Copy out each of the following items word for word.
--- START OF GIVEN RECORDS ---
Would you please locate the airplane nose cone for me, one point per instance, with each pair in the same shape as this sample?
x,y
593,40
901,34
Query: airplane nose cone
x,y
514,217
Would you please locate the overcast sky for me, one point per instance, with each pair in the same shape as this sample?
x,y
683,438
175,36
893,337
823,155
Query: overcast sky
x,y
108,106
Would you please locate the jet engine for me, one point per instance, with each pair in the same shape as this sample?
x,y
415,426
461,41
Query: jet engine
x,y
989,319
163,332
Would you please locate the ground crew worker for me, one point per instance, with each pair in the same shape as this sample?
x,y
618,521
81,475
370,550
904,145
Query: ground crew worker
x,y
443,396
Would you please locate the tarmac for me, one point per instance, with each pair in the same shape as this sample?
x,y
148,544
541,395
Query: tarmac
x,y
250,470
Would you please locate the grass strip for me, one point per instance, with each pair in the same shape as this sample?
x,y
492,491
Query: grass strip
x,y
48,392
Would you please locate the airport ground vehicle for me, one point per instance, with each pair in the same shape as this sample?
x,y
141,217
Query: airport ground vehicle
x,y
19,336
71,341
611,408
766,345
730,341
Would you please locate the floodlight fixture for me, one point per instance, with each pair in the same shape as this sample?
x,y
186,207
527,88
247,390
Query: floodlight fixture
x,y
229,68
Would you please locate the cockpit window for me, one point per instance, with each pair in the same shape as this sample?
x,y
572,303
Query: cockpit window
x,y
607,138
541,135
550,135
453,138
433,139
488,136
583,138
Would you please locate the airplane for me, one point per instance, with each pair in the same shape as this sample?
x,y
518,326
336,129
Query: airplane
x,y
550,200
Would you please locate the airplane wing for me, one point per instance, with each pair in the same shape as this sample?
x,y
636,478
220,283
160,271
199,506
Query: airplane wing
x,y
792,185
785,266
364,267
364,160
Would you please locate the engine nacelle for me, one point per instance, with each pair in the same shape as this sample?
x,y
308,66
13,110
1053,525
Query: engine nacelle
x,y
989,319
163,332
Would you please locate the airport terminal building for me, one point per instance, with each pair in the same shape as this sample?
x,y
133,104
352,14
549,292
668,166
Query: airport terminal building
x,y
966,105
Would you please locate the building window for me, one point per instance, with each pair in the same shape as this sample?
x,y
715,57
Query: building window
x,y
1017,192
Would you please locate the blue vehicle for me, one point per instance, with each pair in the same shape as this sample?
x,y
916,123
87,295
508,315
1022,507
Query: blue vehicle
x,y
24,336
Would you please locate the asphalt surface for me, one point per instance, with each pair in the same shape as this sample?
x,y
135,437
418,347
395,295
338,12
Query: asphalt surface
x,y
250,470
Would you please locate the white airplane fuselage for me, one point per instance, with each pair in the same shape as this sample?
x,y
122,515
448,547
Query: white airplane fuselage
--- END OF GIVEN RECORDS ---
== COMPLETE OUTPUT ==
Would you please locate the airplane nose cone for me, one point per instance, with each pair in the same shape as this sample?
x,y
593,40
901,34
Query: airplane nose cone
x,y
514,217
Would you please locate the overcast sky for me, one point per instance, with each pair in the same shape as this sample?
x,y
683,438
175,36
893,337
823,155
Query: overcast sky
x,y
108,106
Would you please locate the jet engine for me, one point per instance, with each pair in the same shape as this sample?
x,y
415,426
461,41
Query: jet engine
x,y
989,319
163,332
Would you please locate the ground crew worker for me, one point per instance, with each pair in the same shape as this sample?
x,y
618,521
81,475
370,550
904,145
Query: ground crew worker
x,y
443,396
Would you please locate the tarmac for me, one point per instance, with each pair in the same shape as this sample?
x,y
148,544
541,395
Query: tarmac
x,y
250,470
Would you please locate the grass strip for me, one point per instance, with each pair in the same shape as this sample?
x,y
492,491
Query: grass strip
x,y
48,392
Would you please locate the airport ground vehicle for me, one point per instance, with each pair in the same shape as this sample?
x,y
141,217
Query: airport ground vehicle
x,y
19,336
71,341
611,408
766,345
730,341
Would you please locate the floodlight fixture for me, one point per instance, with each pair in the same shape as this sample?
x,y
186,207
527,88
247,390
Query: floodlight fixture
x,y
229,68
Would you please locate the cockpit window for me, one point per instance, with each pair in the same shape as this sample?
x,y
572,303
Query: cockpit window
x,y
607,138
541,135
550,135
453,138
433,139
488,136
583,138
Would you please locate the airplane for me, one point per instance, with each pair in the same shape as this sample?
x,y
518,326
336,129
Query: airplane
x,y
550,200
Would you please locate the airplane wing for me, one point per instance, with each pair in the same shape as this sample?
x,y
636,478
220,283
160,271
199,506
Query: airplane wing
x,y
792,185
785,266
364,267
364,160
Would you please locate the engine nacelle for me, one point per instance, with each pair in the same shape as this sample?
x,y
308,66
13,110
1053,525
Query: engine nacelle
x,y
989,319
163,332
Would you please locate the airport terminal building for me, one point per instance, with each pair in the same shape as this sample?
x,y
133,104
352,14
549,292
668,166
Query: airport terminal building
x,y
966,105
Would you please locate the building window for me, one point per instance, with each pair in the same shape as this sample?
x,y
715,57
Query: building window
x,y
1017,192
Would you please locate the blue vehicle for me, one point per instance, with each pair in the same shape as this sample?
x,y
916,123
87,295
508,315
1022,507
Query: blue vehicle
x,y
24,336
Would you please locate the asphalt surface for me, one point per instance, with each pair in the same shape as this sample?
x,y
135,437
418,347
395,295
338,12
Query: asphalt surface
x,y
250,470
Would you please locate the white airplane fuselage for me, one point per instance, with each pair in the same shape as this sample?
x,y
122,515
448,547
Query: white airplane fuselage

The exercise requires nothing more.